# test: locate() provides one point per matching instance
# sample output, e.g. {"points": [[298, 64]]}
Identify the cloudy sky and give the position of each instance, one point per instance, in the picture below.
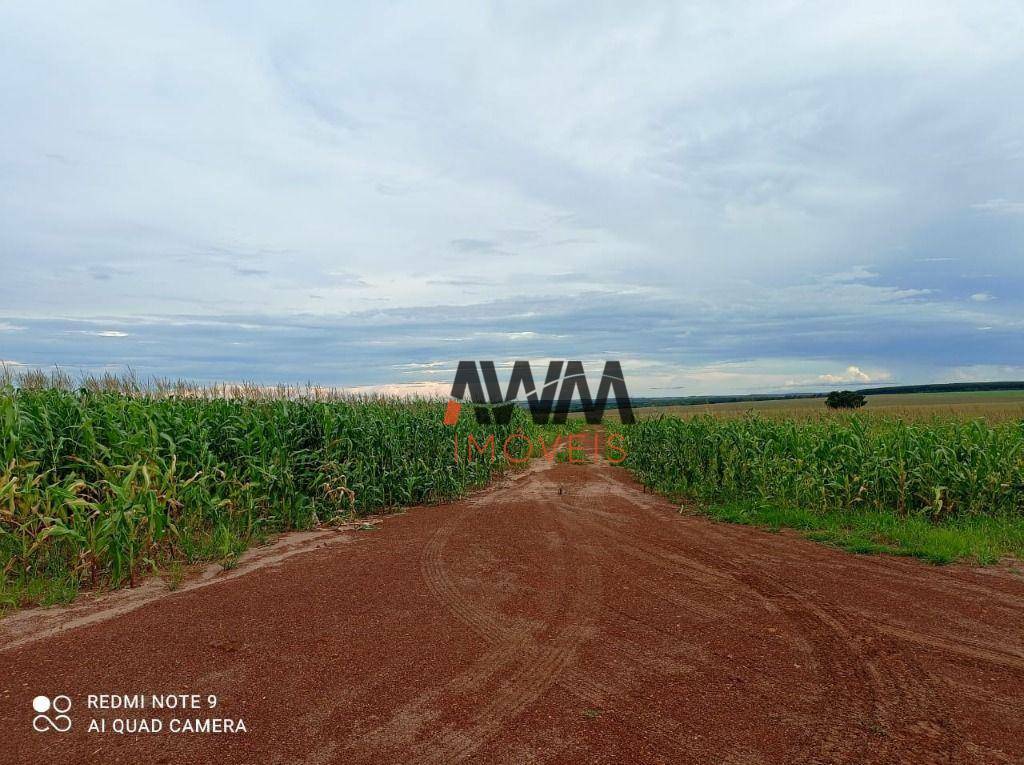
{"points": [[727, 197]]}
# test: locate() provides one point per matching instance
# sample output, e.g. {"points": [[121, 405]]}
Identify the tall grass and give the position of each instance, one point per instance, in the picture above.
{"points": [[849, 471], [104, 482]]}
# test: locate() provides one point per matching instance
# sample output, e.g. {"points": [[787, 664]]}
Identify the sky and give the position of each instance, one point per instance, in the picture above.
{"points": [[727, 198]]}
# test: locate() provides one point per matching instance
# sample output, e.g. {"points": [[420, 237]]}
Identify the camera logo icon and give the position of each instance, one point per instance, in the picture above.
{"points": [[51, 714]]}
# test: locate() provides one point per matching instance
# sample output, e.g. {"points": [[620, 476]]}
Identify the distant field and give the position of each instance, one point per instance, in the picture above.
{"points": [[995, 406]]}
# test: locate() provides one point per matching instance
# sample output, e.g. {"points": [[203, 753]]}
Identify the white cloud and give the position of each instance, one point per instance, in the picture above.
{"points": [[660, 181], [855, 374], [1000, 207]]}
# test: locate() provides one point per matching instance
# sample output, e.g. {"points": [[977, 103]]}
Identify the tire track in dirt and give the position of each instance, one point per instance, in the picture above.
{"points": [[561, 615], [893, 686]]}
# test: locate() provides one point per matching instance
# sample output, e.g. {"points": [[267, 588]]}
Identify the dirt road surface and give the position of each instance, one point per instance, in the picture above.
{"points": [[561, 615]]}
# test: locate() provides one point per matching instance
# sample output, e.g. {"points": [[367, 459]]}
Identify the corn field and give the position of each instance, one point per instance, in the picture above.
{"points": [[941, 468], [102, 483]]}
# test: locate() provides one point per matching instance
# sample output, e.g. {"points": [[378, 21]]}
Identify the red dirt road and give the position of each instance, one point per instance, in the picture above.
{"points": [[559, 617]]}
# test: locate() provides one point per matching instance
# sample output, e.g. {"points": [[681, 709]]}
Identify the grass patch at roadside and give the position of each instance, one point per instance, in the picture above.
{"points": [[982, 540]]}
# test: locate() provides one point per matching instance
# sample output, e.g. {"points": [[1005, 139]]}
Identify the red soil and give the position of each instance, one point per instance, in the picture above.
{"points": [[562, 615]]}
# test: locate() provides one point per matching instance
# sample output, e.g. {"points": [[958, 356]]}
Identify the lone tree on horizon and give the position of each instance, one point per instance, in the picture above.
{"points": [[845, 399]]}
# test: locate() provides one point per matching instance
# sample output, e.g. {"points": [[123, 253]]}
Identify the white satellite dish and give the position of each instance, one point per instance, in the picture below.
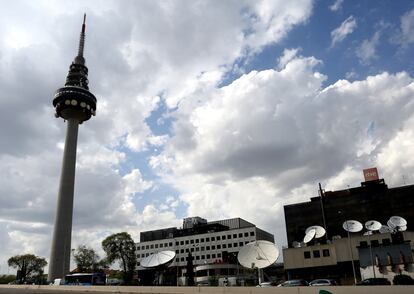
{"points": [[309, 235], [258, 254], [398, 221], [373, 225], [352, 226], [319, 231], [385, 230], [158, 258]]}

··········

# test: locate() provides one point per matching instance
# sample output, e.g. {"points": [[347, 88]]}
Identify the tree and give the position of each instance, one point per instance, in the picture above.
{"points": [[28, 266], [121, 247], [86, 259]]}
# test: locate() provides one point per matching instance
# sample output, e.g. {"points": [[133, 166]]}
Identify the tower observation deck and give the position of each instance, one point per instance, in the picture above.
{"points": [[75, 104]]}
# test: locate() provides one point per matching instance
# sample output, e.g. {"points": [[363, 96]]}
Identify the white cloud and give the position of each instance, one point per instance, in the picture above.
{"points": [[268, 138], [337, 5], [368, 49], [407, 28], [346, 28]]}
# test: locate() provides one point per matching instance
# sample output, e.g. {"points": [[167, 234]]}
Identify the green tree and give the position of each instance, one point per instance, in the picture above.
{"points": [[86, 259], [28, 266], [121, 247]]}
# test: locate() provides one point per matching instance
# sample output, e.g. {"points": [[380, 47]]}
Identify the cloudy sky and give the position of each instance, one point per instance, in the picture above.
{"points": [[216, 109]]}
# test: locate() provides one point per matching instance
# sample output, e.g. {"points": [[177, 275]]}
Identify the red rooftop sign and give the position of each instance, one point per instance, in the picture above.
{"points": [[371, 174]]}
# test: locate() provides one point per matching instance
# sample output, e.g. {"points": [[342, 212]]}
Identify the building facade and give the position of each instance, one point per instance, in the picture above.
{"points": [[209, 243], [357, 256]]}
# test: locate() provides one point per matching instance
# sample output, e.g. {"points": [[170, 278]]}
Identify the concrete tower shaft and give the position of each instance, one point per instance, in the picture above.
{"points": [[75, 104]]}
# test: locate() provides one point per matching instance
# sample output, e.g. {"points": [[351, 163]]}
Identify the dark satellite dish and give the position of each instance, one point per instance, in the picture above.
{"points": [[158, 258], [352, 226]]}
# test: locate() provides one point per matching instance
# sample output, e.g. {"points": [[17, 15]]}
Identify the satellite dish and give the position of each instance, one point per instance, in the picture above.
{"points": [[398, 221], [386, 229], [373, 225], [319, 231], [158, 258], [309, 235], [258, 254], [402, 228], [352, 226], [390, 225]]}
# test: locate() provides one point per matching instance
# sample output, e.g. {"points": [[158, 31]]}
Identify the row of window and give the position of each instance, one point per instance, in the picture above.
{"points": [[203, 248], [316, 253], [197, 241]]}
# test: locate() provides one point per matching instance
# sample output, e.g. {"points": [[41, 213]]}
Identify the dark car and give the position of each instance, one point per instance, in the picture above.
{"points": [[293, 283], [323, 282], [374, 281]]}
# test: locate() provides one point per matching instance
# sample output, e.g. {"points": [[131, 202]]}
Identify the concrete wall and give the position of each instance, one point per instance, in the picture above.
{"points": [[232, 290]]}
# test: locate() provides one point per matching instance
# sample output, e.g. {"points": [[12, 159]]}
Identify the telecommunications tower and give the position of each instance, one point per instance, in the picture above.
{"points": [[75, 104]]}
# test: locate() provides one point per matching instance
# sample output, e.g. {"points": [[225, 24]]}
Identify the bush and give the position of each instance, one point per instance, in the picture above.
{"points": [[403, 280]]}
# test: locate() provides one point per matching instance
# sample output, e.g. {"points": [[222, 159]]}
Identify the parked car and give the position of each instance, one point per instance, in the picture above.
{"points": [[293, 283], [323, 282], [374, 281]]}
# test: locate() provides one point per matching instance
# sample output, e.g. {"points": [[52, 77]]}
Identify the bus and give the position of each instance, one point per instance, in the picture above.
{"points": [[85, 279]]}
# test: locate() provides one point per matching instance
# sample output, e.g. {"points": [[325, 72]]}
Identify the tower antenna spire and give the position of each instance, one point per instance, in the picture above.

··········

▶ **Aim of the task**
Please reproduce the lines from the line with "Identify the concrete wall" to the line with "Identify the tower antenna", both ends included, exactly as they appear above.

▶ **Exercise response**
Identify the concrete wall and give the position of each instance, one point per instance, in the picture above.
{"points": [[232, 290]]}
# test: locate() provides one point per matching instance
# sample output, e.g. {"points": [[12, 159]]}
Identify the telecommunications tower and give the position of each instance, one point per instance, in the picture above.
{"points": [[75, 104]]}
# test: locate() provides one point per matching instance
# sample output, e.g. {"points": [[225, 24]]}
Identify the bush and give the position of each instance, one point per instance, in the picture above.
{"points": [[403, 280]]}
# test: locate() provides one point per matching instance
# sample output, e.g. {"points": [[222, 159]]}
Identify the parked car and give the position of each instance, one point per instance, in the picture above.
{"points": [[293, 283], [323, 282], [374, 281]]}
# test: locate() provides one point per matching instance
# sample output, e.g. {"points": [[52, 77]]}
Identify the bus and give the position of each instance, one point per instance, in the picture above.
{"points": [[85, 279]]}
# test: locate() provides one point per matching instance
# sample output, e.g. {"points": [[325, 72]]}
Identify the tower antenna spire and give the position of each instance, one point per instance, in the picture above.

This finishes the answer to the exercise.